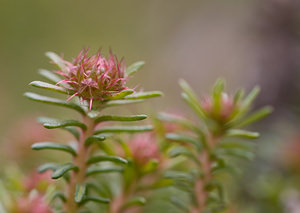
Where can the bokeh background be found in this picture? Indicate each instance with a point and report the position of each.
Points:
(246, 42)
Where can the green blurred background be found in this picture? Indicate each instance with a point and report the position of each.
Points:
(247, 42)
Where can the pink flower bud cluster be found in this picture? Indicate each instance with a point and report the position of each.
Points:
(95, 77)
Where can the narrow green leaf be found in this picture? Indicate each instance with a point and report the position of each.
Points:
(93, 139)
(63, 123)
(55, 146)
(185, 139)
(46, 167)
(70, 129)
(133, 68)
(92, 171)
(128, 129)
(121, 95)
(95, 199)
(136, 201)
(57, 60)
(50, 76)
(114, 159)
(256, 116)
(121, 102)
(236, 153)
(120, 118)
(242, 133)
(54, 101)
(62, 170)
(79, 192)
(144, 95)
(47, 86)
(181, 121)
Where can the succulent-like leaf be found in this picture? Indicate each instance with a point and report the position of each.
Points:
(120, 118)
(46, 167)
(114, 159)
(63, 123)
(242, 133)
(79, 192)
(144, 95)
(54, 101)
(256, 116)
(182, 151)
(47, 86)
(121, 102)
(94, 138)
(95, 199)
(59, 195)
(136, 201)
(128, 129)
(185, 139)
(62, 170)
(133, 68)
(50, 76)
(55, 146)
(92, 171)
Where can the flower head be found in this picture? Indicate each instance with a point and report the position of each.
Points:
(93, 77)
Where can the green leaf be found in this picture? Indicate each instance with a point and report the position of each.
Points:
(136, 201)
(128, 129)
(63, 123)
(120, 118)
(120, 102)
(121, 94)
(185, 139)
(72, 130)
(79, 192)
(54, 101)
(144, 95)
(46, 167)
(133, 68)
(57, 60)
(50, 76)
(47, 86)
(236, 153)
(95, 199)
(190, 97)
(114, 159)
(93, 139)
(256, 116)
(62, 170)
(92, 171)
(242, 134)
(55, 146)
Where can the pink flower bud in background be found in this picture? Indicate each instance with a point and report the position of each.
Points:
(144, 148)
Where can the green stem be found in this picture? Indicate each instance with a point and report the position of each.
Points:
(80, 161)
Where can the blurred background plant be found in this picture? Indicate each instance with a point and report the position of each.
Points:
(246, 42)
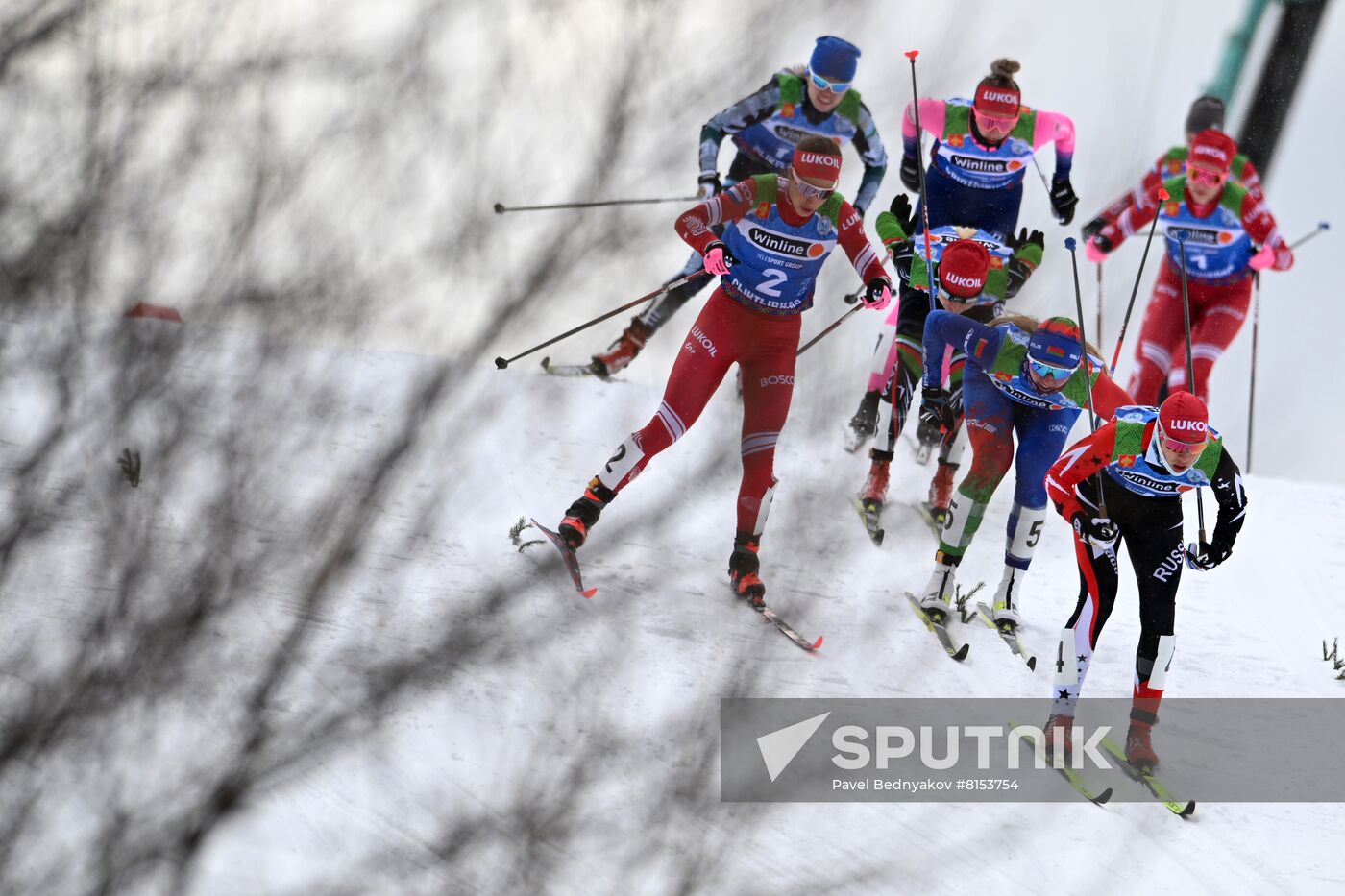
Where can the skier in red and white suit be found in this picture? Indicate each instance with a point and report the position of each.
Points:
(1230, 235)
(777, 230)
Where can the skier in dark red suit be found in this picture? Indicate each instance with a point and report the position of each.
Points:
(777, 230)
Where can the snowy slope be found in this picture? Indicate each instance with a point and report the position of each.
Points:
(608, 708)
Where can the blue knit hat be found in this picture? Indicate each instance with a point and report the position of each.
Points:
(834, 60)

•••••

# To do
Lines that hold "skier" are the ones to copy, so pick each out from the data.

# Expected output
Where can the skier in red and white suit be found in this picture? Indicate each instance with a point and report the position of each.
Where can the skier in dark red suit be found in this picture? Indicate each instance with a point and report the position of each.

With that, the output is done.